TASK STATEMENT: Update the following items by changing "Point out a single dot" to "Place one dot" everywhere it occurs, and keep every other part the same. Omit the pictures when you write them back out.

RECORDS FOR THE TASK:

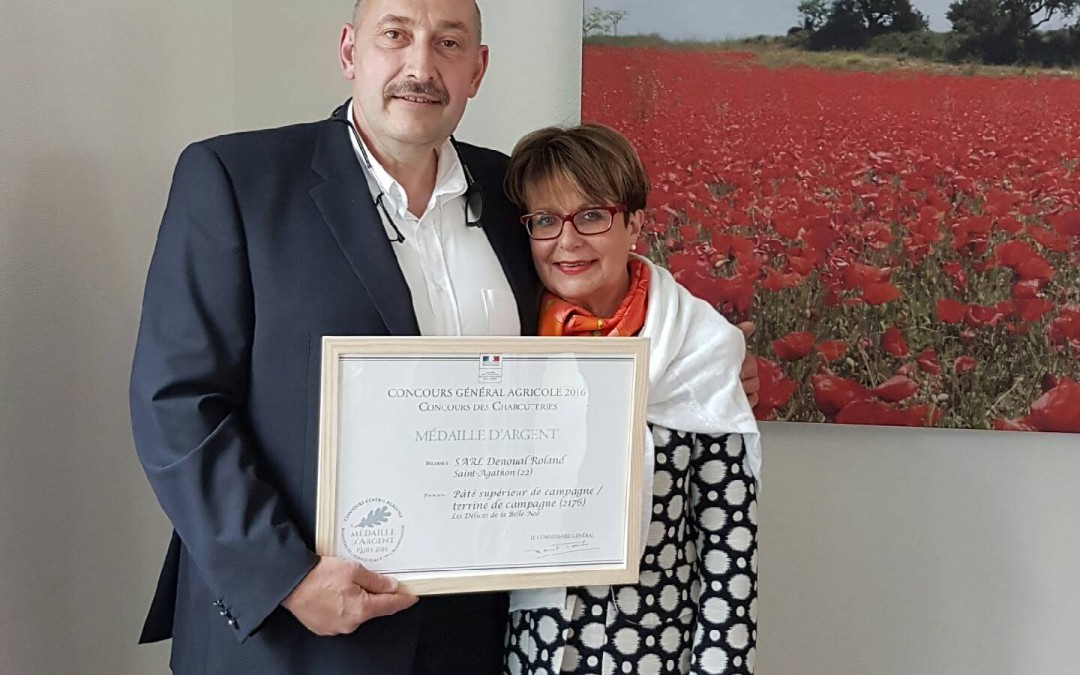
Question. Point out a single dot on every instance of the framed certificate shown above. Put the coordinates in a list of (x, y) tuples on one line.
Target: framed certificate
[(469, 464)]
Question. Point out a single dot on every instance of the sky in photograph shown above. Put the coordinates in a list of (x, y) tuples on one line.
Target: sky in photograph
[(718, 19)]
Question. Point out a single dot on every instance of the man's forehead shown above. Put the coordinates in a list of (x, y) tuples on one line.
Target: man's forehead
[(463, 14)]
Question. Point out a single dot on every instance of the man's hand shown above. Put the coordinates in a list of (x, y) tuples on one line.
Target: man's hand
[(751, 382), (337, 596)]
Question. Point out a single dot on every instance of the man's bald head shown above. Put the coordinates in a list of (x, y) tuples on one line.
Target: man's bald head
[(480, 23)]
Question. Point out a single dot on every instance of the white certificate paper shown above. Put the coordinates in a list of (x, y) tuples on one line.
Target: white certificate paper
[(475, 464)]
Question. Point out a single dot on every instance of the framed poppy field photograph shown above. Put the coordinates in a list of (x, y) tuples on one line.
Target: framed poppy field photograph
[(889, 189)]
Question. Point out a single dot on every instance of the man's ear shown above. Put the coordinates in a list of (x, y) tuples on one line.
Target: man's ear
[(347, 52), (482, 57)]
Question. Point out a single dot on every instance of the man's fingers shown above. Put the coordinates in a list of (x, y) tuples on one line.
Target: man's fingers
[(748, 370), (385, 604), (373, 581)]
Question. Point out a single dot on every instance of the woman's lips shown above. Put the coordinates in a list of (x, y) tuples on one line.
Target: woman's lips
[(576, 267)]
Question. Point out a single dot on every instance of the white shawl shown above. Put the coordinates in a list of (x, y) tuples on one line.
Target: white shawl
[(694, 359)]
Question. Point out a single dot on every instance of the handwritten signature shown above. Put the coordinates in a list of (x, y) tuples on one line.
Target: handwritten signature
[(563, 549)]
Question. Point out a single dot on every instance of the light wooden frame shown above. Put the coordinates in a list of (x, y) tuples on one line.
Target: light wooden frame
[(336, 348)]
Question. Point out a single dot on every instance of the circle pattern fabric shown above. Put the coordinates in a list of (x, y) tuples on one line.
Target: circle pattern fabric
[(694, 607)]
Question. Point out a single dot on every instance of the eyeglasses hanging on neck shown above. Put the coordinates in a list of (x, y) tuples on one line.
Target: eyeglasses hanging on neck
[(473, 196)]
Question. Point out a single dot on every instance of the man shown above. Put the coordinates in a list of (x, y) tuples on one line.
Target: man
[(369, 223)]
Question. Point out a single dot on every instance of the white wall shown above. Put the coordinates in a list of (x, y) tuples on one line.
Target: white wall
[(882, 551)]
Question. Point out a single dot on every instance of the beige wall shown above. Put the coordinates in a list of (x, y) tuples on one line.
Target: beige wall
[(882, 551), (96, 99)]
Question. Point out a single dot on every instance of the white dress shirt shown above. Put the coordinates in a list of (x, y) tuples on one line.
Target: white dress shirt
[(456, 280)]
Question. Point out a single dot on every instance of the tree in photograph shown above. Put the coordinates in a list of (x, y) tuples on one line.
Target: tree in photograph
[(813, 14), (996, 30), (882, 16), (601, 22), (851, 24)]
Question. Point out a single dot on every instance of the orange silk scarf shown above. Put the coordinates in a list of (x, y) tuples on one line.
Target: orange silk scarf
[(561, 318)]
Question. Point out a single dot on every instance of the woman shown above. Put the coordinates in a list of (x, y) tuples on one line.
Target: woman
[(693, 609)]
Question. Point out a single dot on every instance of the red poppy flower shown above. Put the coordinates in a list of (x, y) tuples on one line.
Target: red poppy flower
[(1058, 409), (793, 346), (833, 393), (893, 342), (877, 413)]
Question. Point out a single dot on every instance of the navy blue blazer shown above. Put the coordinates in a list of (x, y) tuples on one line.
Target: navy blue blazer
[(269, 242)]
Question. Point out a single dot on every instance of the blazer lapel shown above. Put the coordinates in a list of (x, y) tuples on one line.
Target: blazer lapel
[(347, 207)]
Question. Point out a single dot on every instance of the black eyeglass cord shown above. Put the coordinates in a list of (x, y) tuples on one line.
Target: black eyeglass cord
[(473, 196)]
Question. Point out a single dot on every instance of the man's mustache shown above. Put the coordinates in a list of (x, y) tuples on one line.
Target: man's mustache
[(424, 90)]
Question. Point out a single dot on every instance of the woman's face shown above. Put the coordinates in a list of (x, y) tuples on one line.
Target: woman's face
[(586, 270)]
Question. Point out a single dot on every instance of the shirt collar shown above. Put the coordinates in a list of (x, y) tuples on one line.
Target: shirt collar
[(449, 177)]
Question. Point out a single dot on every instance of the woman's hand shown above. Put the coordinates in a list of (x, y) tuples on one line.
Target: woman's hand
[(751, 382)]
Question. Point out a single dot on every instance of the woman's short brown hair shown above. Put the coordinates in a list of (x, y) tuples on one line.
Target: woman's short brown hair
[(596, 159)]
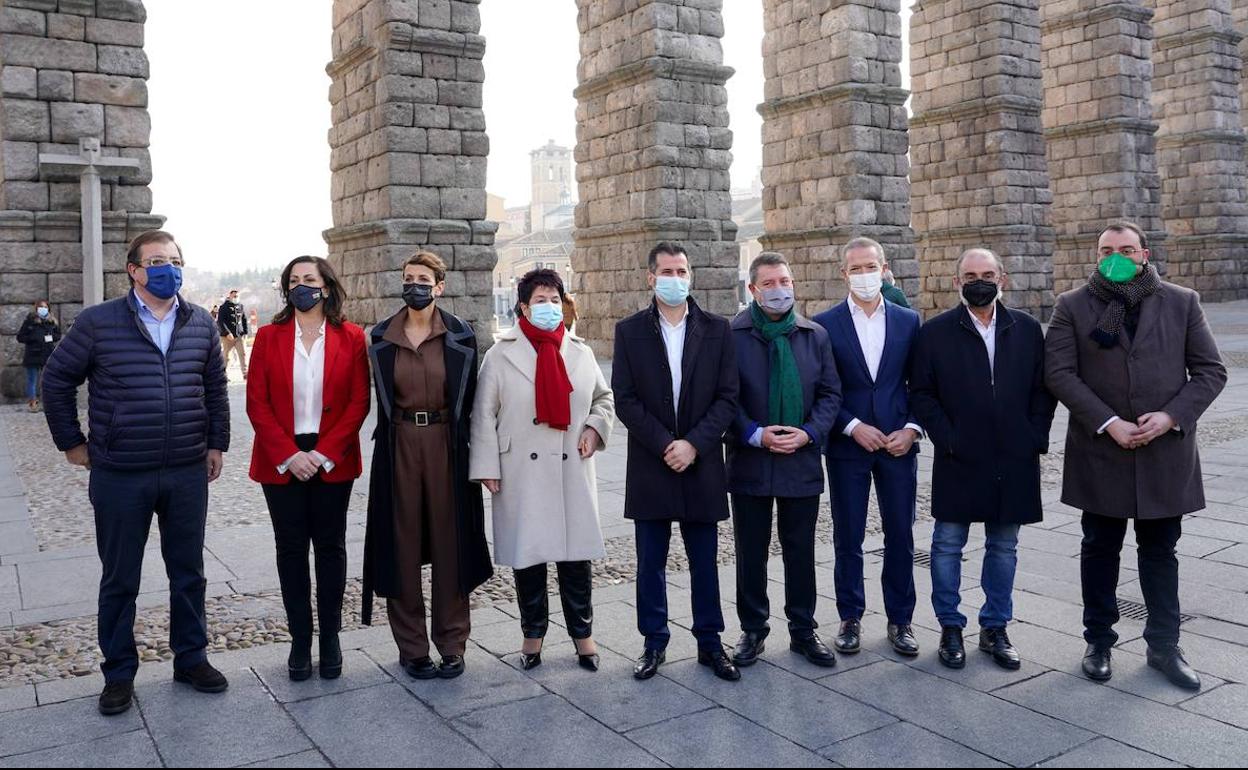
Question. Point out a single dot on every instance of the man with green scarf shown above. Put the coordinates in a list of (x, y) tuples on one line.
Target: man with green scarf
[(1135, 361), (790, 396)]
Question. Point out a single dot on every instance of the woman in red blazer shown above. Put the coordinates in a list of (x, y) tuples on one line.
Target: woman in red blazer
[(307, 397)]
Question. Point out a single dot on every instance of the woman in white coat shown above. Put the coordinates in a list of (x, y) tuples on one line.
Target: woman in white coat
[(543, 409)]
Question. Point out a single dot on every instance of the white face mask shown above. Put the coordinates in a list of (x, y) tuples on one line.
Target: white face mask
[(866, 286)]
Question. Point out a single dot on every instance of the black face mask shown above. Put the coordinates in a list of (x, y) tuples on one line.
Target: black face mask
[(980, 293), (306, 297), (418, 296)]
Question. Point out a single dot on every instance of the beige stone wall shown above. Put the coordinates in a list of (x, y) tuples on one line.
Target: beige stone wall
[(653, 155), (835, 140), (68, 70), (408, 152)]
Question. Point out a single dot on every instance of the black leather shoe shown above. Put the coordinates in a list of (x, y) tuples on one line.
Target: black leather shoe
[(902, 640), (952, 649), (116, 698), (748, 649), (452, 667), (421, 668), (849, 640), (331, 657), (996, 642), (1097, 664), (1172, 664), (721, 664), (648, 664), (813, 649), (204, 678), (298, 665)]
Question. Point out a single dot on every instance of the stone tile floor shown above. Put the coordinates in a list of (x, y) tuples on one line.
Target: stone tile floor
[(874, 709)]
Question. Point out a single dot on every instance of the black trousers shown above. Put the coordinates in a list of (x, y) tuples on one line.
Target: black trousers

COMPLETED EXERCISE:
Question. Place one dot on every instance of the framed certificate shown above. Put the coordinates in a list of (x, y) tuples on one line.
Target: framed certificate
[(469, 464)]
Question. Place one dot on every instance of the sky in photograph shown above. Put the coordinates in a list of (x, y) tuples on one line.
Target: sky in photograph
[(718, 19)]
Question. Place one dot on every instance of the man's forehead shown above. Put the coordinates in a list of (x, y) tuples on one line.
Target: man's forehead
[(463, 14)]
Question. Place one dot on every instance of the man's hand shown above. Put the coordinates in a list of (x, y) tuples on one line.
Target: man's hand
[(751, 382), (337, 596)]
Question. Place one dot on every instance of the man's bald head shown above. Put the coordinates in a list of (x, y) tuples on one line.
Target: man's bald head
[(480, 23)]
Question. Place one dot on every instance of the white certificate paper shown above. Put the coordinates in a list of (x, y) tuples on one line.
Target: white certificate paper
[(475, 464)]
Question. Place one dot on every instance of the framed poppy field photograph shown above. Put the coordinates in a list of (x, y) tuples on one line.
Target: framed poppy field photograph
[(889, 189)]
Question. Place one dot on every instance of the man's ear shown above. Put the coordinates in a list of (x, y) tuples on one line.
Target: man's ear
[(347, 52), (482, 57)]
Question. Place one dot on every instance of the man's fingers shown above. Put the coordinates in a list of (x, y) tuples on one line.
Target: man's fingers
[(748, 370), (385, 604), (373, 581)]
Question. Place one dot on every instance of the woman's lips shown above. Put the coordinates in a list of (x, y) tuples on one line.
Target: woman's lips
[(576, 267)]
Question. Place one dot on every instance of the white shawl shown above. Put the coordinates in a list of (x, y) tuples on one line.
Target: white shawl
[(694, 359)]
Question. Place one dot on every instance of the handwritten signature shown above. Put the coordinates in a list of (x, y) tuples on one line.
Target: handwritten signature
[(563, 549)]
Question. Place one dot on every instance of the light wooden frame shown above. Put the coordinates in a list of (x, y) tuples on one line.
Target: light wooden frame
[(336, 348)]
Question. Place one dot on every instance of the circle pattern fabric shown above. Put the coordinates in a list of (x, y) tuples on one line.
Target: circle pattern fabric
[(694, 607)]
Question. Place one dot on every instance of the eyeglasses hanging on neck shown above. Put the coordinates in a list of (x, y) tuples on one line.
Target: eyeglasses hanging on neck
[(473, 196)]
Question. Place one dot on every instance of the man shown above. Put the coordinates in a list of (x, y) tuples on one line.
Target: man
[(369, 223)]
Question. Place one dot on every instance of the white wall shown above. Put the coordinates in a list of (x, y) tuples on one line.
Target: white wall
[(882, 551)]
Question. Place one dot on every instance of the beige wall shown above. Put the coordinates in a list of (x, y) tuples on one line.
Target: beige wall
[(882, 551), (96, 99)]
Question. Place one dot on every instance of the white dress shirt shown above. Put the coordinates in a list of (x, y) tuples on one line.
Target: white dress shirt
[(456, 280)]
Question. Place one dot on every instance of the tree in photograph shown above. Put the coordinates in a list of (x, y) tuples on one line.
Target: tree in photograph
[(813, 14), (996, 30), (882, 16), (601, 22), (851, 24)]
Question. Place one dot on every instance of the orange silk scarf shown above. Put the coordinates in a list of (x, y) tuples on one line.
Target: orange silk scarf
[(561, 318)]
Question. Place one dot on every instance of the woman shown above. Put the coordinates in a list of (x, y) tuples on one line.
Target: woman
[(693, 609)]
Question. Place one dot on every instance of the red poppy flower shown above. Put the coordinates in a list of (x, y) tuples on one line.
Target: red poppy flower
[(1058, 409), (793, 346), (833, 393), (893, 342), (877, 413)]
Question. Place one dot on every instance of the navy blue blazer shown above. Put the coordinates in a list of (x, y) tuples on one line.
Target: navy blue blazer
[(269, 242)]
Question. Place one dot on every instance of the blazer lapel shown above. Put the coordinates in a list of (x, y) tuples on one line.
Target: blazer lapel
[(347, 207)]
Question. Place one dot on every instance of the black eyeglass cord shown above. Put the coordinates in a list of (x, y) tuples on one line.
Target: black eyeglass cord
[(473, 196)]
Question. Place one dot on every instance of the man's mustache shown above. Put the coordinates in a list of (x, y) tuples on one line.
Target: man's mustache
[(424, 90)]
Question. Place one dot on every instance of the woman's face shown above. Put the coordinates in a list of (x, y) tuples on one line.
Target: woman's face
[(586, 270)]
Question. Place one dot on every instance of the shirt collar shown above. Put the coordinates in a list of (x, y) tuples on one line.
Target: shirt collar
[(449, 177)]
Question. Place one dot on every instance of the woman's hand shown above. Put the coordinates in a list of (x, y) tuples on one line.
Target: woman's hand
[(751, 382)]
Question. Place one dot on every instance of the woman's short brown hair shown above. Put the coordinates in a list of (x, y) tuples on one line.
Target: woman's short brown hair
[(596, 159)]
Question. Place one dot on every instance of the man with green scarf shown above. Put the coordinates in a list of (x, y) tuples on one line.
Target: man with green scarf
[(1135, 361), (790, 396)]
Question. Place one dot on every instance of the woman in red blazer shown above. Put the coordinates in a list of (x, y) tuples on one line.
Target: woman in red blazer
[(307, 397)]
Question. Place one dot on every instance of the woman in white coat shown above. Put the coordinates in a list of (x, y) tuples on one line.
Target: woman in white coat
[(543, 409)]
Question. Place one dot on every instance of the white face mask shown above. Put the coordinates in a list of (x, y) tuples on one line.
Target: white face mask
[(866, 286)]
Question. Place one dot on every instance of the black face mask shown above. Put the coordinates in a list of (x, y) tuples on one line.
Target: black face mask
[(980, 293), (306, 297), (418, 296)]
Question. Place one dot on every instance of the beige stone wall shown above. Put the coordinates in a list of (x, y) tuples on one line.
Target: beige stone wall
[(653, 155), (835, 140), (68, 70), (408, 152)]
Question. Place one dot on every instance of the black leather shoe shown above. Put the coordinates in a list of (x, y) tuples on one line.
Target: black leather shoe
[(902, 640), (952, 649), (116, 698), (748, 649), (452, 667), (421, 668), (849, 640), (331, 657), (996, 642), (1097, 664), (1172, 664), (721, 664), (648, 664), (813, 649), (204, 678), (298, 665)]
Question. Place one dot on every instance of the stone tile floor shown above. Put the coordinates in a list of (x, y) tuples on one line.
Target: stone tile floor
[(874, 709)]
Question. Place one dot on every instance of the black trousers shown above. Put the coordinates in a list of (x, y) tuples on one line.
Target: black trousers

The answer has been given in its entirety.